→ **ZU ERLEDIGEN**: Kannst du den folgenden Text über den Umsatzsteuerbetrug vollständig und Wort für Wort abdrucken?
── ZITIERTE PASSAGE
Ifo-Institut: Verschärfte Gesetze können Betrüger nicht stoppen / Regierung plant Systemwechsel

Berlin/Düsseldorf Der Kampf der Bundesregierung gegen den organisierten Umsatzsteuerbetrug ist bislang weitgehend erfolglos geblieben. Nach neuen Berechnungen des Münchner Ifo-Instituts, die dem „Handelsblatt“ vorliegen, dürfte trotz verschärfter Gesetze in diesem Jahr die Hinterziehungsquote sogar noch weiter ansteigen. Fast jeder neunte Euro aus der Umsatzsteuer, der laut volkswirtschaftlicher Gesamtrechnung eigentlich beim Fiskus ankommen müsste, lande in den Taschen von Steuerhinterziehern.

„Unter dem Strich fehlen Bund, Ländern und Gemeinden dieses Jahr rechnerisch 16,3 Milliarden Euro, nach 15,7 Milliarden Euro im Vorjahr“, sagte Ifo-Finanzexperte Rüdiger Parsche. „Wesentlicher Grund für die signifikante Lücke scheint die unredliche Ausnutzung von Schwachstellen im gegenwärtigen Mehrwertsteuersystem zu sei“, meint Parsche.

Die Umsatzsteuer ist die wichtigste weil aufkommensstärkste Steuer im deutschen Steuersystem. Seit Jahren entwickelt sich das Aufkommen deutlich schwächer, als es die gesamtwirtschaftlichen Daten erwarten lassen würden.
────
── ANGEZEIGTE ZEILEN
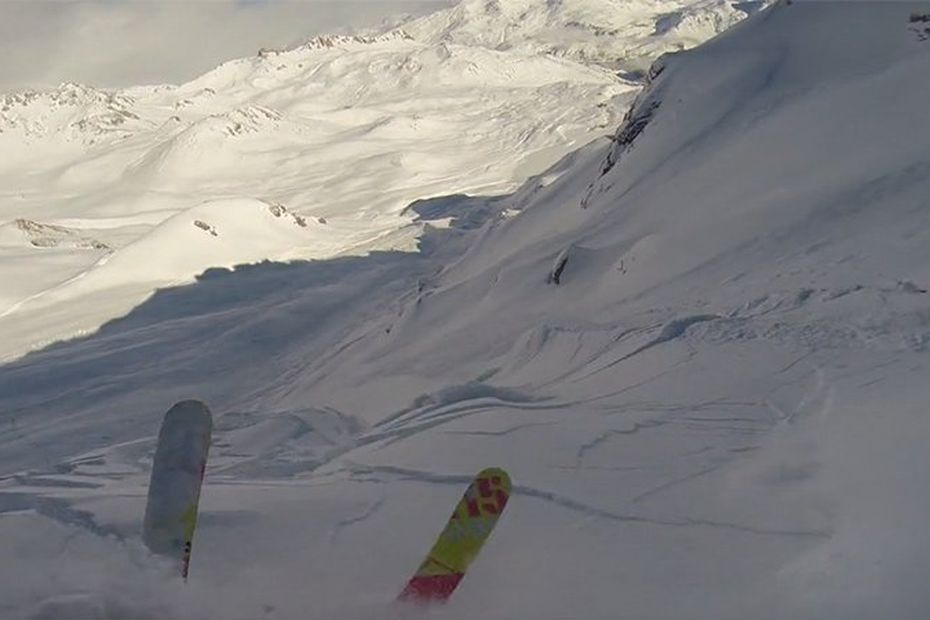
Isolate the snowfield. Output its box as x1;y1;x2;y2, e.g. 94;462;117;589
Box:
0;0;930;620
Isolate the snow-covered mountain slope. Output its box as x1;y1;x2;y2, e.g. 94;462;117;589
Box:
403;0;770;76
0;0;744;359
0;1;930;620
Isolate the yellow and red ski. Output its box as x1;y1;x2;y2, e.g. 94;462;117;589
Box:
398;467;510;603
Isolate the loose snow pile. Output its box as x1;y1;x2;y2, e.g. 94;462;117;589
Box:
0;1;930;620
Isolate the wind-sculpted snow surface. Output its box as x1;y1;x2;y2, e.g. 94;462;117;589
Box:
0;1;930;620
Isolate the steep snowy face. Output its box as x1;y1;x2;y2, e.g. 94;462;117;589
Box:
7;0;930;620
402;0;768;75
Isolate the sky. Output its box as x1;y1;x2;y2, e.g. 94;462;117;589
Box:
0;0;453;92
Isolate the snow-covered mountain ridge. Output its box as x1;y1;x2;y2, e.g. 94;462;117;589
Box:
0;0;752;358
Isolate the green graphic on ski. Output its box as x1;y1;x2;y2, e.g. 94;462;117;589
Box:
398;468;510;603
142;400;213;581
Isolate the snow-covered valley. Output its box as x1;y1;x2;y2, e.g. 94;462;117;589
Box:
0;0;930;620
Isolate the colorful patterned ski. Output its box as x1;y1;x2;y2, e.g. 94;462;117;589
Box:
142;400;213;581
398;468;510;603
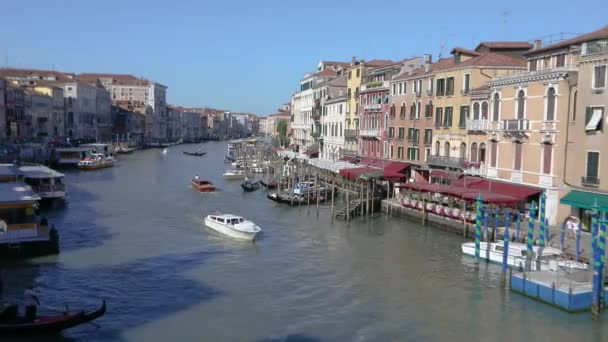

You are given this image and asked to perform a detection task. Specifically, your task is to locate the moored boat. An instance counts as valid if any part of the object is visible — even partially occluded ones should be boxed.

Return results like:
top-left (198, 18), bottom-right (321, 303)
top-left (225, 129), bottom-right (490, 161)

top-left (19, 165), bottom-right (66, 200)
top-left (192, 177), bottom-right (216, 192)
top-left (241, 178), bottom-right (261, 192)
top-left (0, 301), bottom-right (106, 336)
top-left (222, 170), bottom-right (245, 180)
top-left (78, 153), bottom-right (116, 170)
top-left (0, 182), bottom-right (59, 258)
top-left (205, 214), bottom-right (262, 241)
top-left (461, 242), bottom-right (589, 271)
top-left (182, 151), bottom-right (207, 157)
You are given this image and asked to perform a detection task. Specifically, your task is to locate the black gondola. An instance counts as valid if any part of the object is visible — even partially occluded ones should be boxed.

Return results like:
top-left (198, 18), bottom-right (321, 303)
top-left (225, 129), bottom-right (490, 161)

top-left (241, 180), bottom-right (261, 192)
top-left (260, 180), bottom-right (279, 189)
top-left (182, 151), bottom-right (207, 157)
top-left (0, 300), bottom-right (106, 336)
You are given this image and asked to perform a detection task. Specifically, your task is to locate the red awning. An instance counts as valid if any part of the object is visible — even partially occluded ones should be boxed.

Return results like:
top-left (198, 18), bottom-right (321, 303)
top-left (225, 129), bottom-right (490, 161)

top-left (339, 167), bottom-right (380, 179)
top-left (338, 157), bottom-right (358, 164)
top-left (454, 177), bottom-right (542, 201)
top-left (383, 162), bottom-right (410, 180)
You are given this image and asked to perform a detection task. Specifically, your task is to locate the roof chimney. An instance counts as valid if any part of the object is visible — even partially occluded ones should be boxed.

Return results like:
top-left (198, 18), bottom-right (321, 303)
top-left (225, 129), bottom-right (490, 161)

top-left (424, 53), bottom-right (433, 72)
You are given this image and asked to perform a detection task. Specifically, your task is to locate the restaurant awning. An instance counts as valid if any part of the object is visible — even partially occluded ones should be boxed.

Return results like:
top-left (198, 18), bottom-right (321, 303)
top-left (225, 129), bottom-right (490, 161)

top-left (454, 176), bottom-right (542, 201)
top-left (383, 162), bottom-right (410, 179)
top-left (560, 190), bottom-right (608, 211)
top-left (339, 167), bottom-right (381, 180)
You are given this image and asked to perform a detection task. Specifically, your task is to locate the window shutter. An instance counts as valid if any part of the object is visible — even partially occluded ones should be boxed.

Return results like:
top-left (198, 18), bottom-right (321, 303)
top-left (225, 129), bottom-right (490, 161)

top-left (585, 107), bottom-right (593, 126)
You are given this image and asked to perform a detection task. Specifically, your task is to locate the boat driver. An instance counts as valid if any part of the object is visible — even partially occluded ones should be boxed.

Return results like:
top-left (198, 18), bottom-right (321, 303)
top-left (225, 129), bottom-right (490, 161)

top-left (23, 286), bottom-right (40, 322)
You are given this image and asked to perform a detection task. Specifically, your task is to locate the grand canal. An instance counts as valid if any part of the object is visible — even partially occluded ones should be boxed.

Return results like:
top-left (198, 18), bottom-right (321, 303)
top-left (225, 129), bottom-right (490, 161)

top-left (2, 143), bottom-right (608, 341)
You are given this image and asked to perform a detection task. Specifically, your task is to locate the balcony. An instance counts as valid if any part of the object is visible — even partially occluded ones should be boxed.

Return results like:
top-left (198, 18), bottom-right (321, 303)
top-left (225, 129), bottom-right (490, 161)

top-left (361, 81), bottom-right (388, 91)
top-left (344, 129), bottom-right (359, 140)
top-left (363, 103), bottom-right (382, 111)
top-left (581, 176), bottom-right (600, 187)
top-left (466, 119), bottom-right (490, 132)
top-left (502, 119), bottom-right (530, 132)
top-left (359, 128), bottom-right (382, 138)
top-left (427, 156), bottom-right (466, 169)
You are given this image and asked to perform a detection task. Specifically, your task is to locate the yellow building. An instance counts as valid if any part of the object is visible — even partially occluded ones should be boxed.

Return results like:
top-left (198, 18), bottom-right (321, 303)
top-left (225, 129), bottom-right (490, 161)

top-left (428, 47), bottom-right (529, 170)
top-left (344, 57), bottom-right (395, 155)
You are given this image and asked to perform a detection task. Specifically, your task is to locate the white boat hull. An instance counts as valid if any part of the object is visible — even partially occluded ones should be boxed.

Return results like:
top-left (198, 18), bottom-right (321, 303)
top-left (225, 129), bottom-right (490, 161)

top-left (204, 217), bottom-right (257, 241)
top-left (462, 242), bottom-right (589, 271)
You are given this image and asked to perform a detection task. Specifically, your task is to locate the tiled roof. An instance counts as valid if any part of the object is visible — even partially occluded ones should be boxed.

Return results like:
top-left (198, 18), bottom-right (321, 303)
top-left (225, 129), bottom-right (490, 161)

top-left (0, 68), bottom-right (73, 82)
top-left (475, 41), bottom-right (532, 51)
top-left (524, 25), bottom-right (608, 56)
top-left (76, 73), bottom-right (153, 86)
top-left (450, 47), bottom-right (479, 56)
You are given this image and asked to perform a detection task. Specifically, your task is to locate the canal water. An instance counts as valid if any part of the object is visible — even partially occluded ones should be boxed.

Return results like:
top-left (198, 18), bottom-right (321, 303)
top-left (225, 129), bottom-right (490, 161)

top-left (2, 142), bottom-right (608, 341)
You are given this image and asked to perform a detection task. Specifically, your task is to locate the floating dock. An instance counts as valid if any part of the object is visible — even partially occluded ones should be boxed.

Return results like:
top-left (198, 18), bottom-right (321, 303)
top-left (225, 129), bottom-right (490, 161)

top-left (511, 270), bottom-right (608, 312)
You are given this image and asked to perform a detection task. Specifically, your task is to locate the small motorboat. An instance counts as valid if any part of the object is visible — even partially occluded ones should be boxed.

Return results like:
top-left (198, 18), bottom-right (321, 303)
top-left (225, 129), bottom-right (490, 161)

top-left (222, 170), bottom-right (245, 180)
top-left (462, 242), bottom-right (589, 271)
top-left (192, 177), bottom-right (216, 192)
top-left (78, 153), bottom-right (116, 170)
top-left (241, 178), bottom-right (261, 192)
top-left (182, 151), bottom-right (207, 157)
top-left (205, 214), bottom-right (262, 241)
top-left (0, 301), bottom-right (106, 336)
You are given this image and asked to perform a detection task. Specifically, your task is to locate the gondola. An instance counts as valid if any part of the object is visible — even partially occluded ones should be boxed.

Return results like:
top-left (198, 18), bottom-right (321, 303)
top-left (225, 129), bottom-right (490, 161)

top-left (182, 151), bottom-right (207, 157)
top-left (241, 180), bottom-right (261, 192)
top-left (0, 300), bottom-right (106, 336)
top-left (260, 180), bottom-right (279, 189)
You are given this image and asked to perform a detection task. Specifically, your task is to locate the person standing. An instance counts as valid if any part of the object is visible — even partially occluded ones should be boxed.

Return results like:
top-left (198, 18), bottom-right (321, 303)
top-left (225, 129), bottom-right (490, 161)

top-left (24, 286), bottom-right (40, 322)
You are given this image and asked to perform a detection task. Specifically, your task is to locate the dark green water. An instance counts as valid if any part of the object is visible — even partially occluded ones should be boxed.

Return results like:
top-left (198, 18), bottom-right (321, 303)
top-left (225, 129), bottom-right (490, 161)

top-left (3, 143), bottom-right (608, 341)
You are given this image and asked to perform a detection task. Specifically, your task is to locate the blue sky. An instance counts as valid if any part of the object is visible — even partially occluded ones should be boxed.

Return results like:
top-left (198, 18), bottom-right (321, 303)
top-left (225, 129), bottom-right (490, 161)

top-left (0, 0), bottom-right (608, 115)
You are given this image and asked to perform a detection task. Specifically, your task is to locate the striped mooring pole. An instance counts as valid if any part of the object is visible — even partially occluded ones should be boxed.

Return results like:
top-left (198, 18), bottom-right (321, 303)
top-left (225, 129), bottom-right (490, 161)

top-left (502, 208), bottom-right (511, 273)
top-left (591, 205), bottom-right (602, 320)
top-left (538, 192), bottom-right (547, 248)
top-left (475, 195), bottom-right (483, 264)
top-left (483, 205), bottom-right (490, 242)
────
→ **ANTWORT FOLGT**:
Ifo-Institut: Verschärfte Gesetze können Betrüger nicht stoppen / Regierung plant Systemwechsel

Berlin/Düsseldorf Der Kampf der Bundesregierung gegen den organisierten Umsatzsteuerbetrug ist bislang weitgehend erfolglos geblieben. Nach neuen Berechnungen des Münchner Ifo-Instituts, die dem „Handelsblatt“ vorliegen, dürfte trotz verschärfter Gesetze in diesem Jahr die Hinterziehungsquote sogar noch weiter ansteigen. Fast jeder neunte Euro aus der Umsatzsteuer, der laut volkswirtschaftlicher Gesamtrechnung eigentlich beim Fiskus ankommen müsste, lande in den Taschen von Steuerhinterziehern.

„Unter dem Strich fehlen Bund, Ländern und Gemeinden dieses Jahr rechnerisch 16,3 Milliarden Euro, nach 15,7 Milliarden Euro im Vorjahr“, sagte Ifo-Finanzexperte Rüdiger Parsche. „Wesentlicher Grund für die signifikante Lücke scheint die unredliche Ausnutzung von Schwachstellen im gegenwärtigen Mehrwertsteuersystem zu sei“, meint Parsche.

Die Umsatzsteuer ist die wichtigste weil aufkommensstärkste Steuer im deutschen Steuersystem. Seit Jahren entwickelt sich das Aufkommen deutlich schwächer, als es die gesamtwirtschaftlichen Daten erwarten lassen würden.